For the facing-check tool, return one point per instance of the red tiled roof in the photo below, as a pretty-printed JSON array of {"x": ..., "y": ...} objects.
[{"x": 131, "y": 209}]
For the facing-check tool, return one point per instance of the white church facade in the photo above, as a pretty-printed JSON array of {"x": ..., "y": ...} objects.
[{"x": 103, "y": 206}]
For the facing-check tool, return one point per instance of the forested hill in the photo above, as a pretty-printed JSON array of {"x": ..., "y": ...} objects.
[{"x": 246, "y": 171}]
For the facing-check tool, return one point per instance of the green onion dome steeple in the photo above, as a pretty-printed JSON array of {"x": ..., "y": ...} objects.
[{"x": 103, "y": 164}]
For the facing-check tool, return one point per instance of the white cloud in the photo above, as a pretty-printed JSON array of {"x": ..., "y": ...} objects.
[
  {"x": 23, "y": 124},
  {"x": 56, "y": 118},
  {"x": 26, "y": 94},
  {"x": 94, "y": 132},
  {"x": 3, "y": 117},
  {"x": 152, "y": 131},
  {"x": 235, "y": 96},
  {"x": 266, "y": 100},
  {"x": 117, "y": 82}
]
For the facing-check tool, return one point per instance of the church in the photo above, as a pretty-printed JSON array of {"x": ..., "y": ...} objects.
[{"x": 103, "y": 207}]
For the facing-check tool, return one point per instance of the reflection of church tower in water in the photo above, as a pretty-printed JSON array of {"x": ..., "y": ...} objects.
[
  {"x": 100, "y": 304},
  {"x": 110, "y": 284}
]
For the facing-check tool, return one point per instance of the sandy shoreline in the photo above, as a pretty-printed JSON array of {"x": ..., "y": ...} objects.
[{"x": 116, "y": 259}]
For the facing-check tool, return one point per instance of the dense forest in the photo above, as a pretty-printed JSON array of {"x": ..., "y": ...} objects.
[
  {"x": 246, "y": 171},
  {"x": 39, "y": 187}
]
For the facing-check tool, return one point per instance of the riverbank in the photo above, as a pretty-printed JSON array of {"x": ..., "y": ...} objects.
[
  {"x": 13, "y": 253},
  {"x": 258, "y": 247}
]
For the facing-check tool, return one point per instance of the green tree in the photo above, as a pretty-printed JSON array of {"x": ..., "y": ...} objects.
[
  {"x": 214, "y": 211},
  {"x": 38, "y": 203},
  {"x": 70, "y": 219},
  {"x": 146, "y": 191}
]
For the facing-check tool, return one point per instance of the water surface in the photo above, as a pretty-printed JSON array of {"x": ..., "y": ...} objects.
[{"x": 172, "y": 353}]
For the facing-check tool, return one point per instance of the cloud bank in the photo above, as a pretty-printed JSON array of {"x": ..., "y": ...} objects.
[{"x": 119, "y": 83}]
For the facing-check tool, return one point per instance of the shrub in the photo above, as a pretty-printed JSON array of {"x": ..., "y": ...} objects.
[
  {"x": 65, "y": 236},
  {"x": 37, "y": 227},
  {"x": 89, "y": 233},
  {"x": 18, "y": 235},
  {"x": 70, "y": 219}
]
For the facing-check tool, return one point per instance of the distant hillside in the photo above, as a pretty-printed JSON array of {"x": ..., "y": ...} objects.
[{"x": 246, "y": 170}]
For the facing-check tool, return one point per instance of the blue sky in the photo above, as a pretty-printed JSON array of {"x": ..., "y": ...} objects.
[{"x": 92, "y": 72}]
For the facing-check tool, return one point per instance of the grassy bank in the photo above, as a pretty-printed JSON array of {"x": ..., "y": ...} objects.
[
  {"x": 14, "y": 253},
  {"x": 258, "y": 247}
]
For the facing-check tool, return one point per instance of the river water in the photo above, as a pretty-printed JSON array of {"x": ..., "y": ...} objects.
——————————
Exercise description
Copy each record exactly, leaving nothing out.

Problem solution
For the facing-check tool, return one point per instance of the red tiled roof in the photo below, as a pretty-printed JSON array of {"x": ..., "y": ...} objects.
[{"x": 131, "y": 209}]
For the facing-check tool, return one point per instance of the white church facade in the photo above, as a pretty-printed JSON array of {"x": ..., "y": ...} objects.
[{"x": 103, "y": 206}]
For the facing-check tool, return one point per instance of the forested hill in the photo above, as a pretty-printed JSON array of {"x": ..., "y": ...} objects.
[{"x": 246, "y": 171}]
For the facing-check tool, return one point per instance of the green onion dome steeple in the photo above, as a pretty-printed JSON array of {"x": ..., "y": ...} objects.
[{"x": 103, "y": 164}]
For the facing-check tool, return one point per instance of the white cloud in the photo above, as a pretty-printed JSON array of {"x": ..., "y": ...} objects.
[
  {"x": 23, "y": 124},
  {"x": 56, "y": 118},
  {"x": 26, "y": 94},
  {"x": 94, "y": 132},
  {"x": 3, "y": 117},
  {"x": 152, "y": 131},
  {"x": 235, "y": 96},
  {"x": 266, "y": 100},
  {"x": 117, "y": 82}
]
For the facing-check tool, return one point per instance of the church in the photo above, as a pretty-printed JSON array of {"x": ..., "y": ...} objects.
[{"x": 103, "y": 207}]
For the facing-check tool, return one point per instance of the reflection of church tower in water in the photo above, as a pretty-printed JSON array of {"x": ..., "y": ...} objects.
[
  {"x": 100, "y": 304},
  {"x": 110, "y": 284}
]
For the facing-check tool, return one point per instance of the sandy shoreline in the photo above, as a pretty-printed JSON array of {"x": ..., "y": ...} objects.
[{"x": 116, "y": 259}]
For the facing-check tool, return one point per instance of the dense forest in the photo above, as a pretty-printed JSON array of {"x": ..., "y": ...} objects.
[
  {"x": 246, "y": 171},
  {"x": 39, "y": 187}
]
For the facing-check tool, return one point per instance of the riverbank in the photo above, as a pretty-printed JSON array of {"x": ..., "y": ...} objects.
[
  {"x": 13, "y": 253},
  {"x": 258, "y": 247}
]
For the facing-check tool, return one point per instance of the green tree in the photo above, as a pretty-printed JSON array of {"x": ..., "y": ...} objects.
[
  {"x": 214, "y": 211},
  {"x": 38, "y": 203},
  {"x": 70, "y": 219},
  {"x": 146, "y": 191}
]
For the facing-check tool, return one point per instance of the water surface in the photo above, as a pretty-printed JSON array of {"x": ..., "y": ...} objects.
[{"x": 172, "y": 353}]
For the facing-check tool, return one point per instance of the cloud bank in the photo above, as a pretty-printed JSON array of {"x": ..., "y": ...} objects.
[{"x": 119, "y": 83}]
For the facing-check tool, return one point per instance of the shrub in the photo above, as a pretty-printed JSON array of {"x": ..., "y": ...} objects.
[
  {"x": 65, "y": 236},
  {"x": 37, "y": 227},
  {"x": 89, "y": 233},
  {"x": 18, "y": 235},
  {"x": 70, "y": 219}
]
For the facing-check tool, return one point per instance of the distant hillside in the photo above, as a pretty-printed JSON array of {"x": ..., "y": ...} objects.
[{"x": 246, "y": 170}]
For the facing-check tool, return one point per instance of the blue sky in the photo above, as a pretty-printed JSON array of {"x": ..., "y": ...} objects.
[{"x": 92, "y": 72}]
For the facing-check tool, return one point per instance of the grassy bank in the photo above, as a pretty-printed JSON array of {"x": ..., "y": ...} objects.
[
  {"x": 14, "y": 253},
  {"x": 258, "y": 247}
]
For the facing-check tool, return one point per instance of the river water in the photo above, as a pretty-printed JSON array of {"x": ..., "y": ...} objects.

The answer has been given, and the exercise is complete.